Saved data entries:

#####

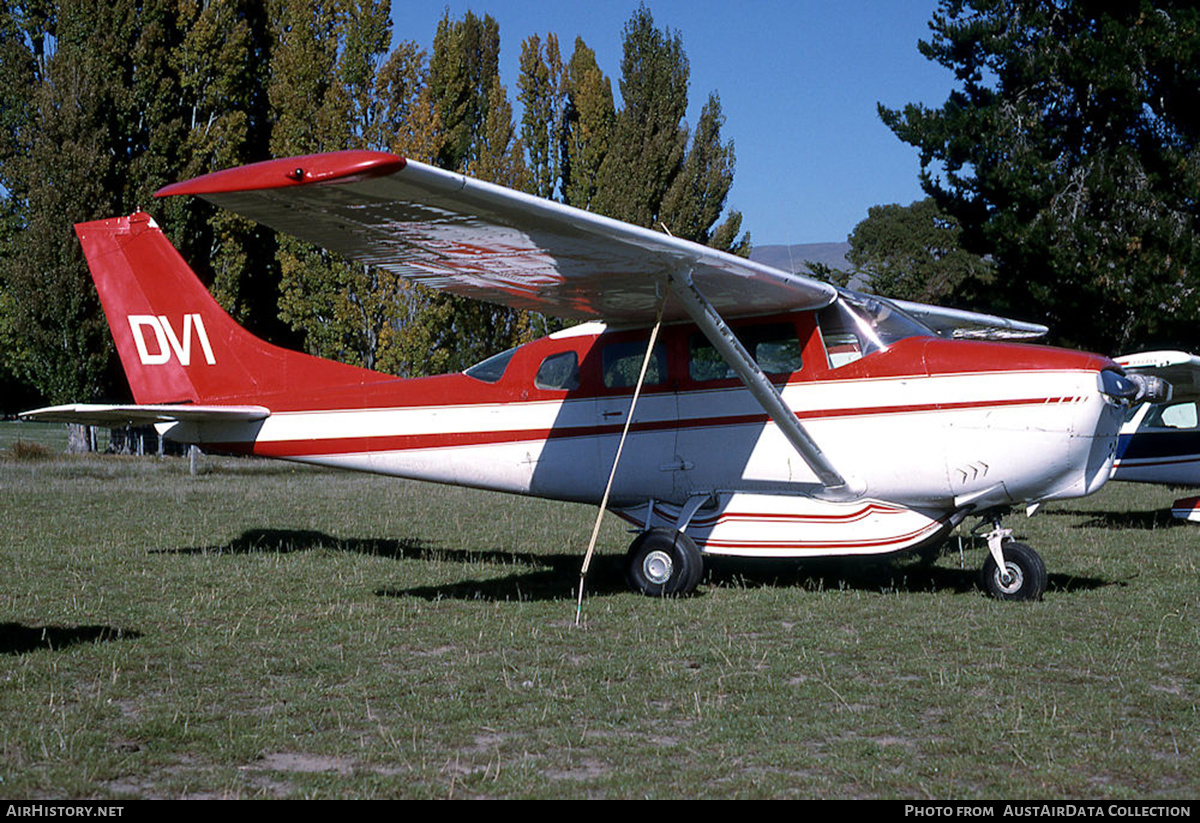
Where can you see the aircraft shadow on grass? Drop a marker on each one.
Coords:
(18, 638)
(540, 577)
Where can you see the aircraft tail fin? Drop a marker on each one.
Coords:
(175, 342)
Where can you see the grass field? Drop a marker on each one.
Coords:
(264, 630)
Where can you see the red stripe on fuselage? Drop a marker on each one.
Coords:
(348, 445)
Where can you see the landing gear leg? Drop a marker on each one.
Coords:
(1013, 570)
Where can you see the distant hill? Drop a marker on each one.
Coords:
(792, 257)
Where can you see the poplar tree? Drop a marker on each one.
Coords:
(543, 97)
(648, 142)
(588, 122)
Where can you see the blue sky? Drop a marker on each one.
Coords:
(798, 82)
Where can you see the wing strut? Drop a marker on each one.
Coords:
(739, 360)
(616, 460)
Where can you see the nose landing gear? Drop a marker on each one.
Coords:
(1013, 570)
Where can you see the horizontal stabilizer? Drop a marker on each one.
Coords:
(970, 325)
(114, 416)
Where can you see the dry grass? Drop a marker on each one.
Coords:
(264, 630)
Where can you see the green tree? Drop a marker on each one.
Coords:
(1068, 152)
(84, 136)
(696, 197)
(648, 140)
(466, 58)
(915, 253)
(543, 96)
(588, 122)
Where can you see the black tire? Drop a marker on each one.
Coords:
(1027, 575)
(664, 563)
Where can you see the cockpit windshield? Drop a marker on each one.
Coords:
(857, 324)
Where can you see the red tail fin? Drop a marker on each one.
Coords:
(177, 344)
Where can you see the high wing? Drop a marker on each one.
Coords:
(94, 414)
(1179, 368)
(490, 242)
(970, 325)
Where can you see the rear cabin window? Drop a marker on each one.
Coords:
(774, 347)
(1176, 415)
(623, 361)
(491, 370)
(558, 372)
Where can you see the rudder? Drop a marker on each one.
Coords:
(175, 342)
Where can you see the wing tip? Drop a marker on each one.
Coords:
(287, 172)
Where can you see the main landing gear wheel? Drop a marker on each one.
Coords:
(663, 563)
(1025, 576)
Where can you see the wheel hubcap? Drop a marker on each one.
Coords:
(1012, 581)
(658, 568)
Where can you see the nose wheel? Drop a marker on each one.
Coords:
(663, 563)
(1013, 570)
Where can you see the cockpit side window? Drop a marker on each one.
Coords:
(623, 361)
(558, 372)
(855, 325)
(491, 370)
(774, 347)
(1176, 415)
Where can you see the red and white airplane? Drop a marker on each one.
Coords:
(778, 415)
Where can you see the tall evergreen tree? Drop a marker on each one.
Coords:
(1069, 155)
(915, 252)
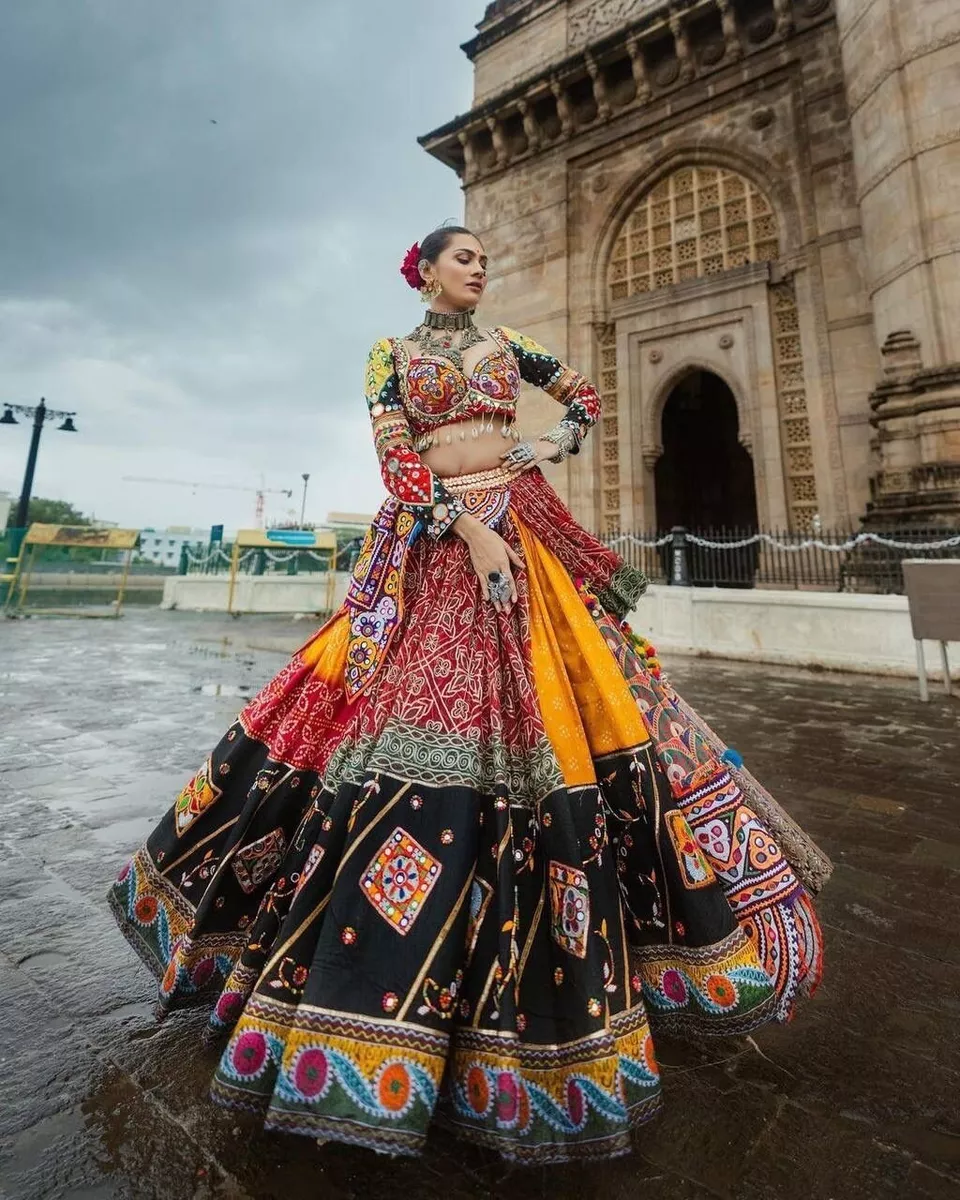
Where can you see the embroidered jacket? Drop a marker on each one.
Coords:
(408, 396)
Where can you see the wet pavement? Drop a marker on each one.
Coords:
(101, 723)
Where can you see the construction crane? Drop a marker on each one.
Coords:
(223, 487)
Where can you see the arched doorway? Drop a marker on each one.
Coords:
(705, 478)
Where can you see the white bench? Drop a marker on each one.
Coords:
(934, 597)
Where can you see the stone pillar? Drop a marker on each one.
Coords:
(901, 59)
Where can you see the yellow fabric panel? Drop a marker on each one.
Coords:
(573, 648)
(328, 651)
(558, 705)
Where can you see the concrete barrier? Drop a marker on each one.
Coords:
(255, 593)
(839, 631)
(868, 634)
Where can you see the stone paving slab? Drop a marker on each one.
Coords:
(102, 721)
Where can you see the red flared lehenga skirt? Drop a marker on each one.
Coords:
(468, 882)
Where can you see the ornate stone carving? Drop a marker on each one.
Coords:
(599, 88)
(499, 143)
(667, 73)
(469, 156)
(761, 29)
(639, 66)
(901, 354)
(682, 46)
(564, 111)
(729, 24)
(604, 16)
(531, 129)
(712, 53)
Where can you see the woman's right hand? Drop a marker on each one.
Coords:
(489, 552)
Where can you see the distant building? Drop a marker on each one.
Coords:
(163, 546)
(349, 519)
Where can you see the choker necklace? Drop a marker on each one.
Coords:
(435, 335)
(451, 321)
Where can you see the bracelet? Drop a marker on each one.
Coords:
(564, 437)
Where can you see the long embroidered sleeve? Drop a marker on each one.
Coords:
(565, 385)
(403, 471)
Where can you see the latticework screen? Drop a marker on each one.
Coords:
(699, 221)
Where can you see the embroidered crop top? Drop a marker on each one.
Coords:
(409, 396)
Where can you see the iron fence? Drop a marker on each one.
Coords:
(215, 559)
(826, 561)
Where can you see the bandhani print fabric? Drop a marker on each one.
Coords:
(457, 868)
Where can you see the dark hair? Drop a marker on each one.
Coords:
(437, 241)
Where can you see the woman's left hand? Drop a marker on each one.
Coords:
(543, 451)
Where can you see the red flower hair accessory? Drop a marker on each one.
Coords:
(411, 267)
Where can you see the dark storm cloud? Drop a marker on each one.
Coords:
(202, 210)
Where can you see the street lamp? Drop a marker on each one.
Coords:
(40, 414)
(305, 477)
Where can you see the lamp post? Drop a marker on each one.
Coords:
(40, 414)
(305, 477)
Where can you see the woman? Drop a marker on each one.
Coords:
(468, 846)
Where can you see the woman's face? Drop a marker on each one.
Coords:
(462, 271)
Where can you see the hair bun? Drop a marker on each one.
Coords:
(411, 267)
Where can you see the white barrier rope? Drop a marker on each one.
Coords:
(808, 544)
(835, 547)
(628, 539)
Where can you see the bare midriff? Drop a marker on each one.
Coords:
(468, 455)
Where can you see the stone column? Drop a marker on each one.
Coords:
(901, 60)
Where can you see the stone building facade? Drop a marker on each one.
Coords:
(742, 217)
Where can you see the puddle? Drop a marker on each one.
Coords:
(45, 959)
(225, 689)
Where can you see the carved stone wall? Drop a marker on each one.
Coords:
(639, 166)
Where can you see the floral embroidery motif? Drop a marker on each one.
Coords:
(196, 799)
(695, 869)
(400, 879)
(570, 909)
(481, 893)
(259, 861)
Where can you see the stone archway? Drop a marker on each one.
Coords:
(705, 477)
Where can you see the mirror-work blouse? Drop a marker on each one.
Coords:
(409, 396)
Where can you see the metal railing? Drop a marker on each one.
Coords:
(215, 559)
(826, 561)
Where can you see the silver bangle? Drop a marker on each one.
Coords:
(563, 437)
(521, 454)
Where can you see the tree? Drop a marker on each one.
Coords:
(54, 513)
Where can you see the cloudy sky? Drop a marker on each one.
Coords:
(203, 207)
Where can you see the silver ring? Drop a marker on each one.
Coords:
(521, 454)
(498, 588)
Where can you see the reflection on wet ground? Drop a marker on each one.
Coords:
(103, 721)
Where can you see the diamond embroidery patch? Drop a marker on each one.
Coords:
(196, 798)
(400, 879)
(570, 909)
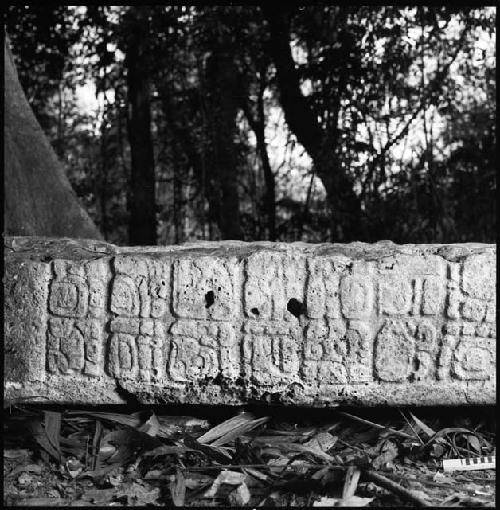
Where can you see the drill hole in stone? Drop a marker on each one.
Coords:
(209, 299)
(294, 306)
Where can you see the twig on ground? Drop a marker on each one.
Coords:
(395, 488)
(376, 425)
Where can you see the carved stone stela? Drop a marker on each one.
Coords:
(334, 323)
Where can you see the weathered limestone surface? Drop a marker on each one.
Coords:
(233, 322)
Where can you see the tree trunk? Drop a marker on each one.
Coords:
(222, 80)
(344, 204)
(142, 207)
(258, 124)
(39, 200)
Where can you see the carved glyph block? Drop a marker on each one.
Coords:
(200, 350)
(229, 322)
(207, 288)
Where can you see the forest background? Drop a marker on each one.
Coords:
(316, 124)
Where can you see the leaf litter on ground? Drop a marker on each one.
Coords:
(144, 458)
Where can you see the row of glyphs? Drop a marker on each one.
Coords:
(324, 352)
(259, 288)
(160, 320)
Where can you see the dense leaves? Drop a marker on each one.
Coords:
(314, 123)
(328, 458)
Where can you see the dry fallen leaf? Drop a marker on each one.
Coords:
(240, 496)
(353, 501)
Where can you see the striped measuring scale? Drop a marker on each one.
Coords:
(469, 464)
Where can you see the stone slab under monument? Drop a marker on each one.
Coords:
(232, 323)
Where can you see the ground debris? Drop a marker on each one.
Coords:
(257, 458)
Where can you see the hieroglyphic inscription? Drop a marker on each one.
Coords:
(77, 302)
(271, 352)
(273, 317)
(140, 298)
(201, 349)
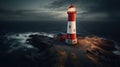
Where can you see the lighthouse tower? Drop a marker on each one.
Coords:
(71, 26)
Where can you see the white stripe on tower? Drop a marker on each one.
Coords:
(71, 27)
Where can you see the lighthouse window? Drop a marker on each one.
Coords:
(74, 30)
(69, 26)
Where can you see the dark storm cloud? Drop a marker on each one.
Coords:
(26, 15)
(95, 10)
(105, 9)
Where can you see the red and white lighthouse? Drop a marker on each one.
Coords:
(71, 26)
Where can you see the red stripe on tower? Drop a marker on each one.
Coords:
(71, 26)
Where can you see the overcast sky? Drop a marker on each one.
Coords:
(55, 10)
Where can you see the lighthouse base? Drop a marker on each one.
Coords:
(68, 41)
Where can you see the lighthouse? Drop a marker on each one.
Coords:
(71, 26)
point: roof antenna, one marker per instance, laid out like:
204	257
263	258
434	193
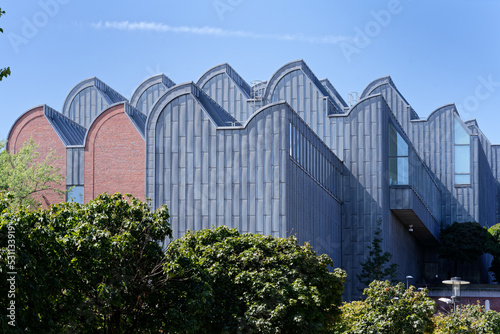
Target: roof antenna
256	93
353	98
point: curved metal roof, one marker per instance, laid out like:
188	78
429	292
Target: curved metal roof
94	96
160	79
219	116
232	74
70	132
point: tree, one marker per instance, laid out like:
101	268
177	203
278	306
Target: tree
388	309
493	247
377	266
4	72
463	242
93	268
251	283
24	176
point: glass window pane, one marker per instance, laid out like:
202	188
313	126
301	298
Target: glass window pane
461	136
402	146
75	194
402	170
393	141
398	171
462	159
397	145
462	178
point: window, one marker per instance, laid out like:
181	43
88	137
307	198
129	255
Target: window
462	154
398	158
75	194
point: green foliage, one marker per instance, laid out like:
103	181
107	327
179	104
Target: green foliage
468	319
248	283
4	72
388	309
86	268
23	175
493	247
463	242
377	266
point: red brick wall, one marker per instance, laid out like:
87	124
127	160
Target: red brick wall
494	302
33	124
114	156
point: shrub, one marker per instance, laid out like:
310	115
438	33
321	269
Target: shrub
388	309
473	319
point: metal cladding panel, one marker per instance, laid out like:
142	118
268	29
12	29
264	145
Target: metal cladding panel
70	132
398	105
203	175
313	187
86	106
150	97
436	147
362	137
75	166
228	95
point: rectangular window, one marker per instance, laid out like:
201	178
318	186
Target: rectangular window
461	154
309	158
398	158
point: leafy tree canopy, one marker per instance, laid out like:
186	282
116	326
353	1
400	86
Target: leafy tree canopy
254	284
377	266
92	268
388	309
24	176
470	319
493	247
4	72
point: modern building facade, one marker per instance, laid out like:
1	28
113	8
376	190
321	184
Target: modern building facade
280	157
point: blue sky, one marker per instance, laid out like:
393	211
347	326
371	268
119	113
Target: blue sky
437	52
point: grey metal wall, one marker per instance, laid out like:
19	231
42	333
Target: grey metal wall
313	210
149	97
212	177
434	141
360	139
86	106
88	99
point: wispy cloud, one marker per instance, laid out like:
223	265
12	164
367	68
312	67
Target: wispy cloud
215	32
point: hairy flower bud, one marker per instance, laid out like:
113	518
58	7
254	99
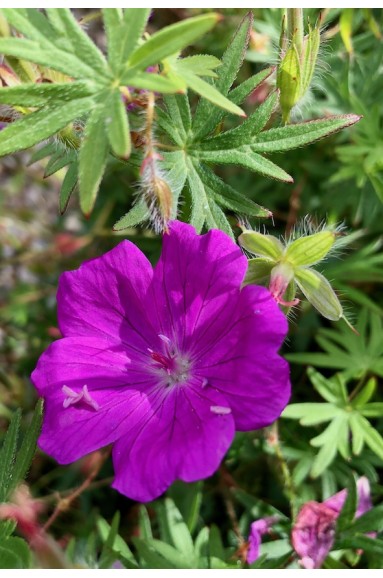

#####

• What is asked: Copy everything from the line containing "point: red brick" down to the end of the listing, replacing "laid out like" with "formatted as" and keeping every other word the same. Omit the pictures.

• Task result:
point: red brick wall, one marker per instance, formatted as:
87	124
127	160
Target: red brick wall
494	302
33	124
114	156
point: shrub, one marker per instance, formatted as:
310	115
438	33
321	269
Target: shrub
388	309
473	319
point: metal cladding panel, one marker per instance, formatted as:
142	118
268	29
12	29
264	145
Target: metal cladding panel
70	132
398	105
203	175
313	187
86	106
150	97
436	147
362	137
75	166
228	95
point: rectangular window, one marker per instance, formatted as:
201	178
318	186
Target: rectangular window
461	154
309	158
398	158
point: leafy tree canopy, one marker per instance, formatted as:
186	282
116	326
353	1
400	86
Target: leafy tree canopy
254	284
377	266
92	268
388	309
24	176
470	319
493	247
4	72
point: modern building facade, one marker per instance, formatted as:
1	28
113	8
376	190
321	184
Target: modern building facade
280	157
point: blue sky, one marker per instance, formatted as:
393	211
347	326
371	268
119	113
Target: blue sky
437	52
point: grey metal wall, one marker per instance, formatted as:
19	231
42	333
Target: grey metal wall
313	210
149	97
212	177
434	141
360	139
86	106
88	99
point: wispy cloud, one marker per instance, formatted as:
223	265
12	164
367	68
312	67
Target: wispy cloud
215	32
point: hairy flower bud, one marker per instance, formatted as:
113	518
58	7
254	99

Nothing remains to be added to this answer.